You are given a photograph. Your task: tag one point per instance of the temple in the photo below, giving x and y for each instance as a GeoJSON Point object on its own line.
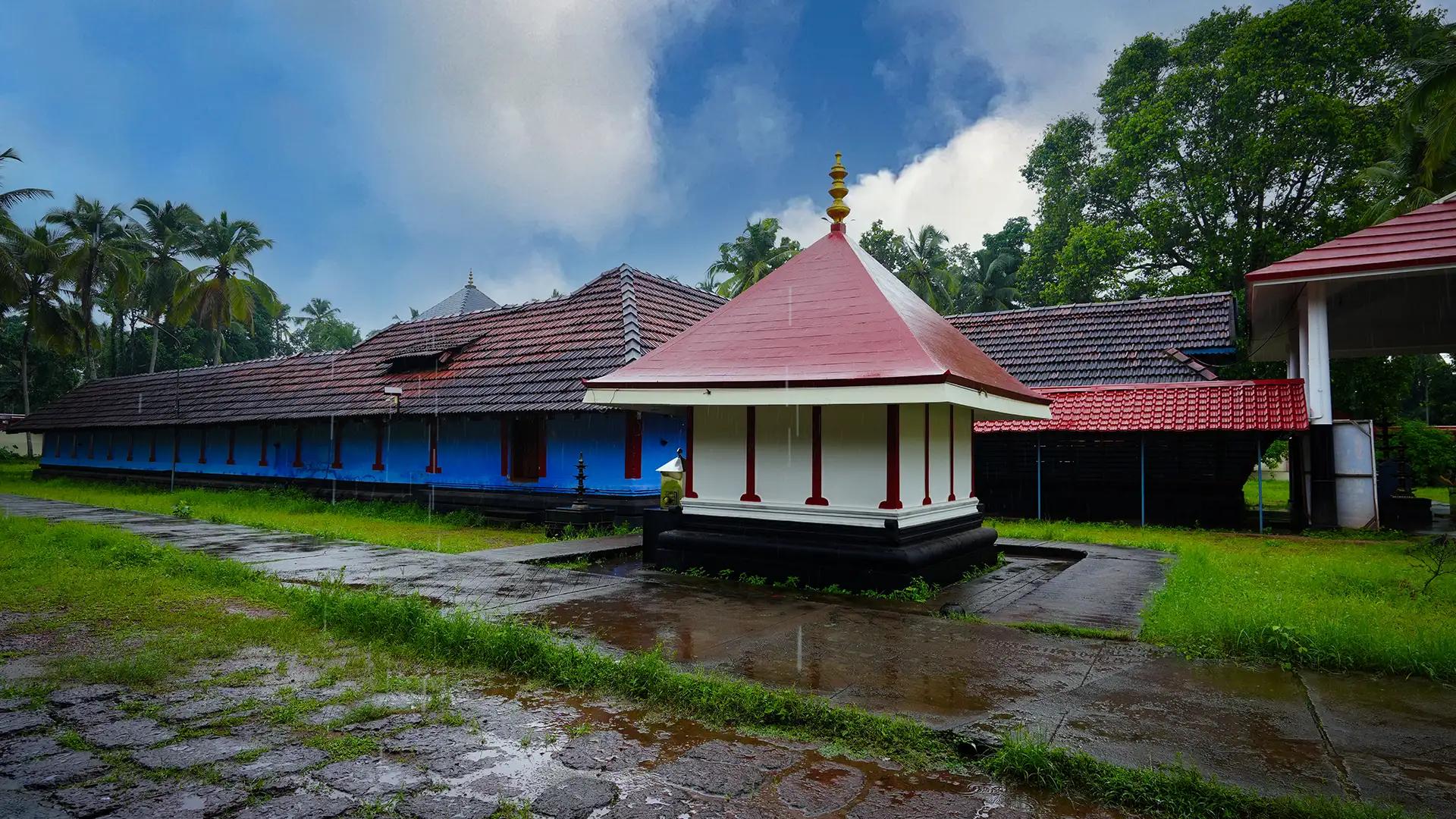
* * *
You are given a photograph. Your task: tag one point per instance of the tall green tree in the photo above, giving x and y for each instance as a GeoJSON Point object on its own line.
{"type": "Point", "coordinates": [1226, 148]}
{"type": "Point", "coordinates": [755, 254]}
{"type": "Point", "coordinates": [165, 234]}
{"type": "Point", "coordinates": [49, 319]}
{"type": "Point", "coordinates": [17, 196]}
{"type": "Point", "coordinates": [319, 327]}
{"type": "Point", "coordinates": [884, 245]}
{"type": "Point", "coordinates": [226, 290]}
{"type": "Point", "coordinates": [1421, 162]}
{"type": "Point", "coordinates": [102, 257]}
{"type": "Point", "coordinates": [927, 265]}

Task prompt -> How many lines in the items above contain the word "instance"? Case counts. Reply with the number only.

Result -> 2